Give the lines below again exactly, starting with the line that holds "the form (156,177);" and going on through the line that holds "the form (196,176);".

Referring expression data:

------------------------------

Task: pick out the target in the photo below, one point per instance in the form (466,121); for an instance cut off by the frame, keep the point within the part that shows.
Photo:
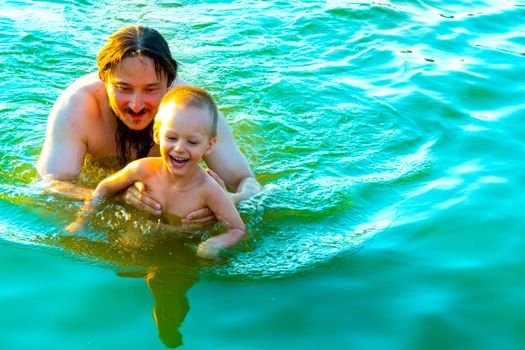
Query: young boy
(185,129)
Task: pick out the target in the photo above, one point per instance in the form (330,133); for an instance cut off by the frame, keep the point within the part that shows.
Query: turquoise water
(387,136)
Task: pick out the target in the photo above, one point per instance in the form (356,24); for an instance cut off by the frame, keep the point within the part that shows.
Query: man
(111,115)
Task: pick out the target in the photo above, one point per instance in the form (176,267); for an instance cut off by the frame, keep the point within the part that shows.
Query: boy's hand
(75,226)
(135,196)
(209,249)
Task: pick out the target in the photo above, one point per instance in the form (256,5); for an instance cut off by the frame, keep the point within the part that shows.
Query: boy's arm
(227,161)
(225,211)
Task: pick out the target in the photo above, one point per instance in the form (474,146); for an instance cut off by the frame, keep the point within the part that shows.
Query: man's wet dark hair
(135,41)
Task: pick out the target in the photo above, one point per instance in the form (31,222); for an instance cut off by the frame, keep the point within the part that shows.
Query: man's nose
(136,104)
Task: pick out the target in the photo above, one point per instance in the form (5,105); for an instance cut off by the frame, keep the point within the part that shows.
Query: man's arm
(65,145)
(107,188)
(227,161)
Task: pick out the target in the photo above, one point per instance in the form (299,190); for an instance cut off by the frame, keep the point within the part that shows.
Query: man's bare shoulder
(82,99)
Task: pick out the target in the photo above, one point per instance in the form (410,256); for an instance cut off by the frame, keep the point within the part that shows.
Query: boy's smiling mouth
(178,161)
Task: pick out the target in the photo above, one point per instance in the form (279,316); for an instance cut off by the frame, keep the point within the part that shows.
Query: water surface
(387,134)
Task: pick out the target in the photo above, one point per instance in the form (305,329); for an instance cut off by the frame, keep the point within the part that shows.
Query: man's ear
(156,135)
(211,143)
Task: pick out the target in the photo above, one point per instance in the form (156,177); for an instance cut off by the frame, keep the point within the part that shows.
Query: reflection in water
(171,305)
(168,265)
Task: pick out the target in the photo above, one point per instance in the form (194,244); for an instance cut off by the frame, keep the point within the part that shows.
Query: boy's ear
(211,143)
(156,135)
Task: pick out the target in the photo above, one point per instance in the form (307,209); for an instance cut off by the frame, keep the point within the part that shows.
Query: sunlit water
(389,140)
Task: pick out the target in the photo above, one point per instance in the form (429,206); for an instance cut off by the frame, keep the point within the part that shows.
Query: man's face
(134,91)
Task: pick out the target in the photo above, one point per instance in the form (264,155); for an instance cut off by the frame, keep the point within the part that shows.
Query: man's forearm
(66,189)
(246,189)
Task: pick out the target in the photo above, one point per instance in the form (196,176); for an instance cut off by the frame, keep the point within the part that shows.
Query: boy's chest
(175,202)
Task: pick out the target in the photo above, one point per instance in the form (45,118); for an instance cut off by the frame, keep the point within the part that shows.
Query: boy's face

------------------------------

- Solution for this exercise:
Task: pick out the target in the photo above, one point per instance in the form (156,177); for an instance cut off by the frame, keep the point within the part that shows.
Query: reflection in water
(171,305)
(168,265)
Task: pick out the target in the photo above, one point per instance in the form (194,244); for an instance cut off by the frame, keep the point within the part that shows.
Query: boy's ear
(211,143)
(156,135)
Task: pick out the target in the photo above, one point per instance in the form (307,209); for an instance cut off by the frame, keep the point within the part that shows.
Query: sunlit water
(389,140)
Task: pick out the target in the photo above, one point per instance in the form (429,206); for an instance cut off by the frame, keep the point within the part that shows.
Query: man's face
(134,91)
Task: pick out the target in the photo above, one point per instance in the form (264,155); for an instance cut off by the frame, keep the point within the part that shows.
Query: man's forearm
(66,189)
(246,189)
Task: pick out the target in the photo above, one point per instance in the form (196,176); for an instance cut off by the frame, keep the point within the part that shows.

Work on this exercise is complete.